作業指示 1 —
データ一覧の行のうち、「Field-scouting request: tag every instance of the distant」を含む行からデータ一覧の末尾までを、両端の行も含めて一字一句変えずに抜き出してください。

ページ本文 —
^^^^^^^^

工工四
歌詞
木綿花作て 木綿かせかきて
布美く織らば 里前手巾
訳
木綿の花を栽培し、木綿(糸)で綛を掛けて、
美しい布を織り、彼に手巾を差し上げたい。
かせかき
- 紡いだ糸をH型の枠に巻き取って綛の状態(扱いやすく束ねる)にした後、機織に設置する糸巻きに必要な長さの糸を巻き付ける作業工程を指します。
美
- 清らか
- 美しい
里前
- 「里」は女性が思いを寄せる男性に対して使う言葉。男性が思いを寄せる女性に対して使うときは「無蔵」と呼ぶ。
解説
「木綿花節」は沖縄本島から西へ約100kmに位置する久米島が発祥の地で、島尻郡久米島町仲村渠にある公民館付近には本曲の歌碑が建てられています。
かつて沖縄の女性は糸を紡いで仕立てるまでの工程を全て手作業でおこなっており、大切な人へ手巾を織って差し上げたいと思う健気な女性の慕情を詠み込んだ歌曲となっています。

^^^^^^^^

データ一覧 —

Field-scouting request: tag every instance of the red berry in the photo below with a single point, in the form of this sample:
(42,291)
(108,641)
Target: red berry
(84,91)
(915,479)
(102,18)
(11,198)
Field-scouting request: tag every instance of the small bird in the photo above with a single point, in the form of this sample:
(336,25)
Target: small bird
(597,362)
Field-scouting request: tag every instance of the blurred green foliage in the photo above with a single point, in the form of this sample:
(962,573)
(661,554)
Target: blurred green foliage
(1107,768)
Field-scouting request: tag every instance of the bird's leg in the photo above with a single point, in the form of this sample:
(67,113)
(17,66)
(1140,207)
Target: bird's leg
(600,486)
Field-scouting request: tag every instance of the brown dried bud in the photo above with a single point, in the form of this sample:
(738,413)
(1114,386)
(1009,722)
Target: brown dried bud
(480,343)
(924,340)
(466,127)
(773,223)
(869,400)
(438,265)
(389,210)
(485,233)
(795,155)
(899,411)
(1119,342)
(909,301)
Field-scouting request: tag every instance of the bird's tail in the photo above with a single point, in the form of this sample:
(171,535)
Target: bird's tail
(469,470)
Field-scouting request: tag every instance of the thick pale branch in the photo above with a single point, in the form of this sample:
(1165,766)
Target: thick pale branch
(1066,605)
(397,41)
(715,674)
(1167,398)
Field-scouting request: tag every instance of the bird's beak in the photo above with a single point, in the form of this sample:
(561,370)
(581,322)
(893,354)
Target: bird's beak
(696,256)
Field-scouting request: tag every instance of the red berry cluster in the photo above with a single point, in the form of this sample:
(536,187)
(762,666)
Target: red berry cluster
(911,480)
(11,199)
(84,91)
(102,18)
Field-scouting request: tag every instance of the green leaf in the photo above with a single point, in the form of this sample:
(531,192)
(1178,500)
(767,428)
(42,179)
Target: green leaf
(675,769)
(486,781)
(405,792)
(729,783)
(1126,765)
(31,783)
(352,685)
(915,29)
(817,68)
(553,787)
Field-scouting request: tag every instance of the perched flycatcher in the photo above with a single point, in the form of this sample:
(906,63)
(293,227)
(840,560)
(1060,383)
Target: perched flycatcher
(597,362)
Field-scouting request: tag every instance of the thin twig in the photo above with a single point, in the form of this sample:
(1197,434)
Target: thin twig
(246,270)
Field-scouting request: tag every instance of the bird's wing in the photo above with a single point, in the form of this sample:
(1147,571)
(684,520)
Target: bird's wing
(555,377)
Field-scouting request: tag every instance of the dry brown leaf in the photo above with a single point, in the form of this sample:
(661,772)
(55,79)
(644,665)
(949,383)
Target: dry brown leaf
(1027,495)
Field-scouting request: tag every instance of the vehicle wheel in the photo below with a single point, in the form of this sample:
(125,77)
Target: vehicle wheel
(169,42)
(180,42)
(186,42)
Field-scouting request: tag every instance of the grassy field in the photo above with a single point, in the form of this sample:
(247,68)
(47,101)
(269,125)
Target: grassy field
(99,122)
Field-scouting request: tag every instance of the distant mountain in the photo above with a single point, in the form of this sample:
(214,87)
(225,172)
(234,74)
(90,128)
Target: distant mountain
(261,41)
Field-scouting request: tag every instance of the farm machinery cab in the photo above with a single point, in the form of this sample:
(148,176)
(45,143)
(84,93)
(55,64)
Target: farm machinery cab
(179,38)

^^^^^^^^

作業指示 2 —
ページ本文で、語釈の見出しとして取り上げられている語をすべて挙げてください。

出力結果 1 —
Field-scouting request: tag every instance of the distant mountain in the photo above with a single point, in the form of this sample:
(214,87)
(225,172)
(234,74)
(90,128)
Target: distant mountain
(261,41)
Field-scouting request: tag every instance of the farm machinery cab in the photo above with a single point, in the form of this sample:
(148,176)
(45,143)
(84,93)
(55,64)
Target: farm machinery cab
(179,38)

出力結果 2 —
かせかき、美、里前